══ EXTRAIT À LIRE

Un aspect central de la
mondialisation est la libre circulation internationale
des capitaux. Dans les années 1950, toutes les
opérations de change étaient encore soumises à
l’approbation de la banque centrale concernée. On
l’avait décidé ainsi à Bretton Woods : si les flux
commerciaux étaient libres, les flux monétaires devaient
l’être aussi, car tout mouvement de marchandises
entraîne un mouvement monétaire en retour. On a ensuite
considéré comme évident que cette liberté serait étendue
à tous les mouvements monétaires, même si la cause du
mouvement n’était pas une transaction économique réelle.
Ainsi, par exemple, une spéculation de change est
finalement traitée de la même manière qu’une exportation
ou une importation. Les jours de forte activité
boursière, un dixième seulement des mouvements sont liés
aux processus réels, c’est-à-dire axés sur les processus
du commerce mondial des marchandises. Cela signifie qu’à
court terme, par exemple, les taux de change ne sont
plus du tout déterminés par la situation économique
réelle, mais que les processus économiques réels doivent
suivre les taux de change – ou, comme l’a récemment dit
un célèbre théoricien de l’économie, « la queue
entraîne le chien ». Les processus du capital se
sont largement émancipés des processus économiques des
marchandises.

════

* **CONSIGNE 1**: Relevez dans l'extrait sur la libre circulation des capitaux tous les groupes nominaux distincts construits sur le nom « processus ». Citez-les sans article.

══ LIGNES DE DONNÉES

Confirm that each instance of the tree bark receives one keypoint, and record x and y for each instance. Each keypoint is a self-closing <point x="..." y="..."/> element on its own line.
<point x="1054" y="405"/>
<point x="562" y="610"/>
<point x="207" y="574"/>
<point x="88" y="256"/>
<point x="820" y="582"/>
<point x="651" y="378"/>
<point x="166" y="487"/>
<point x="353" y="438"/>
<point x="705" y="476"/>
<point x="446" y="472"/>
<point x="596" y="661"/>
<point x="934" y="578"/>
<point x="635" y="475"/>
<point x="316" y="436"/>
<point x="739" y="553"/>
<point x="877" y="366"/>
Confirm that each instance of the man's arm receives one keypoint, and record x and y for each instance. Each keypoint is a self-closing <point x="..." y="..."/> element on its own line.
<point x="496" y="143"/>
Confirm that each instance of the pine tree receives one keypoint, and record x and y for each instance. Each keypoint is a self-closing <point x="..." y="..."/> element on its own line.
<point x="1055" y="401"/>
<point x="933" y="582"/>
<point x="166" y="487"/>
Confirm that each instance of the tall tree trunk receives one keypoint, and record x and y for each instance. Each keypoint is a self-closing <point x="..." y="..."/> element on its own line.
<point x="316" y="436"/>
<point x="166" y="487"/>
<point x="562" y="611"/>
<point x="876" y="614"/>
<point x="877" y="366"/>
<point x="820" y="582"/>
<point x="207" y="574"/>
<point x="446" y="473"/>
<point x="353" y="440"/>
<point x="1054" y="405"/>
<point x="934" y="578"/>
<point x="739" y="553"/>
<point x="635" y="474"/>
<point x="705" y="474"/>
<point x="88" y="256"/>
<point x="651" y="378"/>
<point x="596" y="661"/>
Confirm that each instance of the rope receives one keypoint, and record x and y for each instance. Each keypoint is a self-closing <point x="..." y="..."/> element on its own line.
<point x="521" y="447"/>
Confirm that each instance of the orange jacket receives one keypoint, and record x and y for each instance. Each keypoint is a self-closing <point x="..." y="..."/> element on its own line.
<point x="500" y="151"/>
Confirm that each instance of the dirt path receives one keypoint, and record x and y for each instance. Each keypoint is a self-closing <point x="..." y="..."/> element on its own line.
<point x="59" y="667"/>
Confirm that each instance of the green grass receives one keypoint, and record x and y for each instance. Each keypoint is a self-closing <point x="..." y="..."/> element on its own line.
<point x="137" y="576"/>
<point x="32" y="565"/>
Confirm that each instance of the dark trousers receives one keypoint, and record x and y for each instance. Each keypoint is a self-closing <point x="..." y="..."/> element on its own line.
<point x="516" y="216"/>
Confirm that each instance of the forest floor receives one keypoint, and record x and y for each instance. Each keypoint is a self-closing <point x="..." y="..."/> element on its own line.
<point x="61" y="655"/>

════

* **CONSIGNE 2**: Réécrivez les entrées à partir de la ligne contenant « Confirm that each instance of the dark » et jusqu'à la dernière ligne des entrées incluse, en remplaçant « dark trousers » par « black trousers » sans rien modifier d'autre.

* **RÉSULTAT FINAL 1**:
processus réels
processus du commerce mondial des marchandises
processus économiques réels
processus du capital
processus économiques des marchandises

* **RÉSULTAT FINAL 2**:
Confirm that each instance of the black trousers receives one keypoint, and record x and y for each instance. Each keypoint is a self-closing <point x="..." y="..."/> element on its own line.
<point x="516" y="216"/>
Confirm that each instance of the forest floor receives one keypoint, and record x and y for each instance. Each keypoint is a self-closing <point x="..." y="..."/> element on its own line.
<point x="61" y="655"/>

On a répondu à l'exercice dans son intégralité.